QUÉ HACER ▸
1. Di si cada afirmación coincide con el extracto y contesta sí o no, citando literalmente las palabras que lo deciden: (a) Vivian Lemes vive en Barcelona. (b) Afuera solo se oye el ruido de los coches. (c) El extracto lleva fecha de abril de 2020.
2. Prolonga el extracto sobre el encierro por el Covid-19 a partir de su última frase.

Jönköping, 25 de abril de 2020.
(Mientras tanto tú pegas un grito de desesperación por el encierro al cual te tienen obligada para que no te contagies del Covid-19)

La poeta cubana Vivian Lemes, autora del poemario "La piel del cristal" nos envía la siguiente nota. Vivian Lemes vive en Barcelona y es médica sobreviviente de Covid-19.



LA PAJA EN EL OJO AJENO
Foto: Estefanía Baeza



Hoy es una tarde de cualquier día de mi vida. La humanidad libra una batalla contra un enemigo invisible. Tan invisible que me sorprendo a veces tonteando con la idea de la fábula inventada por unos para aterrorizar a otros. El eterno juego del bueno y del malo. Pero es cierto. Estamos en medio de una batalla. Me froto los ojos, estiro los dedos contra el teclado, me levanto a por un vaso de agua, preparo algo de comer, pongo música, miro el techo, me estiro y camino diez pasos hasta la habitación, vuelvo de nuevo al salón, apoyo mi cara contra el cristal de la terraza.
Afuera los pájaros pían más que nunca. Hay silencio humano. Solo se escuchan las aves y las ramas entrechocando, como si la ciudad se hubiera convertido en un apacible bosque de las afueras.  El ser humano está encerrado detrás de las ventanas y los muros, espiando el mundo que no le pertenece, aunque lo haya tomado y destruido a la fuerza. Pega la cara contra cada cristal y cada muro, siente el miedo en carne propia. Miedo a convertirse en pez de la pecera, en león enjaulado de zoológico, en especie en peligro de extinción. Se pregunta por el fin de la historia. Busca culpables precisos. Reza a dioses inútiles. Todo en vano.
Alguien con poderes y maldad ha lanzado un virus mortal especialmente fabricado para aniquilar selectivamente a aquellos humanos defectuosos. ¿Quién entonces pondrá fin a esta historia?

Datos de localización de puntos
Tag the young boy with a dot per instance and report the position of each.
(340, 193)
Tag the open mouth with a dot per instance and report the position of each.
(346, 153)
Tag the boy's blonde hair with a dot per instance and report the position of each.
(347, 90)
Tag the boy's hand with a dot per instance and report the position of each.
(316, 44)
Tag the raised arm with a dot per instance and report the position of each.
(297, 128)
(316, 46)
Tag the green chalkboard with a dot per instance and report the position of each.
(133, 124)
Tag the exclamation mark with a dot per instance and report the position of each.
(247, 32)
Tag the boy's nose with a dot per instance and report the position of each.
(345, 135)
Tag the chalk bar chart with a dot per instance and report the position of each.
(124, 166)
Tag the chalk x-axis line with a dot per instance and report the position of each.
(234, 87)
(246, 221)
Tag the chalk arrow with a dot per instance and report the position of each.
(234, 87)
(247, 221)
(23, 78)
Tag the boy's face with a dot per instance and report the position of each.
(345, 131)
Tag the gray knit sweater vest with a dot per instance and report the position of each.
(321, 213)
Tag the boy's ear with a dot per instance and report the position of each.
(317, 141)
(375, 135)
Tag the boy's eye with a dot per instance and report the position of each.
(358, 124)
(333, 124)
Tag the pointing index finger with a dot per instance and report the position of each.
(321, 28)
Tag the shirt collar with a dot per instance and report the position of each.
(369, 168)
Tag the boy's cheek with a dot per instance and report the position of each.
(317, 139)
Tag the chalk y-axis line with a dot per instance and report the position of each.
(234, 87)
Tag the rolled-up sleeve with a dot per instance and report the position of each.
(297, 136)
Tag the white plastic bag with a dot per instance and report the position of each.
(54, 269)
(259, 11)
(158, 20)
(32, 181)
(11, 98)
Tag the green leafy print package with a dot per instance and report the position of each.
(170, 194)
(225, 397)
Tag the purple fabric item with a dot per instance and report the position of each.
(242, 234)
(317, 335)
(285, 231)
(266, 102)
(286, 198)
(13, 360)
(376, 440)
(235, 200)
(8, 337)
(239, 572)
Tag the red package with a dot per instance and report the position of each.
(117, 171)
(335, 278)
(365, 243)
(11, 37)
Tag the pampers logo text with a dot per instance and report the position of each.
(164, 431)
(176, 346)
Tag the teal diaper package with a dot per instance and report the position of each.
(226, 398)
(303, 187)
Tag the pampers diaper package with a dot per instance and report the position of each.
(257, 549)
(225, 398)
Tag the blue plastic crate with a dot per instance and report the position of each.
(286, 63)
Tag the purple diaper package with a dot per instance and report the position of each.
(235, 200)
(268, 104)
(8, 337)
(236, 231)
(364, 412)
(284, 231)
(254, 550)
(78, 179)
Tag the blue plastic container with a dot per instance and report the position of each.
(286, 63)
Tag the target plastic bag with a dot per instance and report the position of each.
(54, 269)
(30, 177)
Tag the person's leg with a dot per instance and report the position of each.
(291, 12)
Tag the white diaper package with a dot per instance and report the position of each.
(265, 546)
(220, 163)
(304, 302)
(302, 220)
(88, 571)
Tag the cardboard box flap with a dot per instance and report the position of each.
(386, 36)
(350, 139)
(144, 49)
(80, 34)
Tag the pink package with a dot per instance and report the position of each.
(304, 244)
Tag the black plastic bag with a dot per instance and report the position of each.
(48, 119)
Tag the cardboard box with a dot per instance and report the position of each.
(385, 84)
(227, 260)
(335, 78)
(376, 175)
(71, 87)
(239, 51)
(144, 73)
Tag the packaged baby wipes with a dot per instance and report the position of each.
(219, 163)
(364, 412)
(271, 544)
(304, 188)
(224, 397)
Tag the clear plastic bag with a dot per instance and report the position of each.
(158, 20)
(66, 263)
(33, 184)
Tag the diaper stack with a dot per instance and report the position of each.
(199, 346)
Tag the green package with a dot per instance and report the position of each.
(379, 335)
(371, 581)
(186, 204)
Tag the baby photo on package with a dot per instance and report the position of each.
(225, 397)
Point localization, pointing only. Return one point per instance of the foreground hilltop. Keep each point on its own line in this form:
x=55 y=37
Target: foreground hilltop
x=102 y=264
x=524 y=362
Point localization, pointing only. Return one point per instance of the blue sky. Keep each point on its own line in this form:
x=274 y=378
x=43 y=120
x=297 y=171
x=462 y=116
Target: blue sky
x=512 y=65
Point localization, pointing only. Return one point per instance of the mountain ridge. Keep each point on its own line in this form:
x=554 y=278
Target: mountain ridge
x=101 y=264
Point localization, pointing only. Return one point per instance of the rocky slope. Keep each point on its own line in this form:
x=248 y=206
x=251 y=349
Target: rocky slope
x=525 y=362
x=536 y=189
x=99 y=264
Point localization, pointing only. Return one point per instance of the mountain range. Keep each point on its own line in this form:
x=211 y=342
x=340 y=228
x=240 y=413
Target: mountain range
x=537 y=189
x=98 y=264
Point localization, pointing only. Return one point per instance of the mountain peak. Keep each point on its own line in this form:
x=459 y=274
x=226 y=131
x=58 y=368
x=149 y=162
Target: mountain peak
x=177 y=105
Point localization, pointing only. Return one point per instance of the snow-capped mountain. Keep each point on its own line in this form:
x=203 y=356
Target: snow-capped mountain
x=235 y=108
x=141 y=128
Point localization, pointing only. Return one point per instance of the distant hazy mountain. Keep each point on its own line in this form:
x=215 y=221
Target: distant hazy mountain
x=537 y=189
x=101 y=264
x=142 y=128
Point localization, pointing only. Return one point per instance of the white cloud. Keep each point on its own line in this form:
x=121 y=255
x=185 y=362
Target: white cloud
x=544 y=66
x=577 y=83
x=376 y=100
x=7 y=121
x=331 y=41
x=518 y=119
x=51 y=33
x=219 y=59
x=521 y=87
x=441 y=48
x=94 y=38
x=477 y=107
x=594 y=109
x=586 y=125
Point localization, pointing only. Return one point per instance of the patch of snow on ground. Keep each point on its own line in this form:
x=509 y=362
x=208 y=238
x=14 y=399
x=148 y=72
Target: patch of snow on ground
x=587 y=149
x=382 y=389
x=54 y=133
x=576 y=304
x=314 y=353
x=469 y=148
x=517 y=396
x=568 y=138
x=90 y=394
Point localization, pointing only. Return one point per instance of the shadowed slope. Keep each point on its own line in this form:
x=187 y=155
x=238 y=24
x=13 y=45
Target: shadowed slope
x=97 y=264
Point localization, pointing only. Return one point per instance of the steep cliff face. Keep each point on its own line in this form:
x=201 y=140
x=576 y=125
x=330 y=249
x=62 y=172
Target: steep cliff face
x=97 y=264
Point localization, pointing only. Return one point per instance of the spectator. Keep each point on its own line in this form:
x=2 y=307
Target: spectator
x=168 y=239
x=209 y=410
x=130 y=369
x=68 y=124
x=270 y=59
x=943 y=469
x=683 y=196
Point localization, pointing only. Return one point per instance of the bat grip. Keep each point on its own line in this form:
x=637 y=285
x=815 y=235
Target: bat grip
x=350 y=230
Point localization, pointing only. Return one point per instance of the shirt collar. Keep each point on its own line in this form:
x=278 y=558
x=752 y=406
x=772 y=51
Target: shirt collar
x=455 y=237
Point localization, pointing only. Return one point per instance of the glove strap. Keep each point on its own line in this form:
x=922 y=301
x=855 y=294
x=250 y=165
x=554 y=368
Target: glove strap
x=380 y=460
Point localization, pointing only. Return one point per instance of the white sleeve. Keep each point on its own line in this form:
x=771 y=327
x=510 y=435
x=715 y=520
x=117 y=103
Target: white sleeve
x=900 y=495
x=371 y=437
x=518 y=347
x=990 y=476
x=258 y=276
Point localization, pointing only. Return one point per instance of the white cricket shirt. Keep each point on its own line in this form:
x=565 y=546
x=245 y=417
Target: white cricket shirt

RESPUESTAS EN ORDEN ▸
1.
(a) Sí: «Vivian Lemes vive en Barcelona».
(b) No: «Solo se escuchan las aves y las ramas entrechocando».
(c) Sí: «Jönköping, 25 de abril de 2020».

2.
La incapacidad de observar su propia paja es la que urde cualquier tipo de fábula que lo exculpe del desastre que es como especie. Así que siempre ha habido, hay y habrá un maldito enemigo, alguien más malo que nadie creando caos y confusión, desviando la marea humana corriente abajo, contra las piedras de la culpa ajena.
Me falta amor, me digo, amor en general. Cada uno de nosotros somos un pequeño mundo al que le falta amor. No somos otra cosa que la representación de ese gran mundo de allá fuera, ese que hemos creado y destruido a la misma vez. Me siento el mundo, desolada, vacía, pisoteada por fuerzas que se escapan a mi control. Observo a través del cristal ese mundo, el mundo que boquea en busca de oxígeno. Respiro mi propia asfixia.
Sin nosotros el aire del mundo se torna más limpio, el agua se aclara y a través del espejo del agua los peces nadan hasta la misma orilla, exentos de barreras humanas. La ciudad misma se ha convertido en sabana y montaña, prados y bosques. Los pocos animales salvajes que aún sobreviven a nuestra barbarie vuelven a recorrer las rutas que les robamos. A la tierra le crecen tímidas ramas con el tiempo contado. También el agua, el aire y las fieras tienen el tiempo contado. No les estamos regalando nada. Detrás de los cristales la gente llora y se ofende, aplaude a otra gente que le salvará del desastre. Sin embargo, yo me pregunto: ¿de qué desastre nos estamos salvando?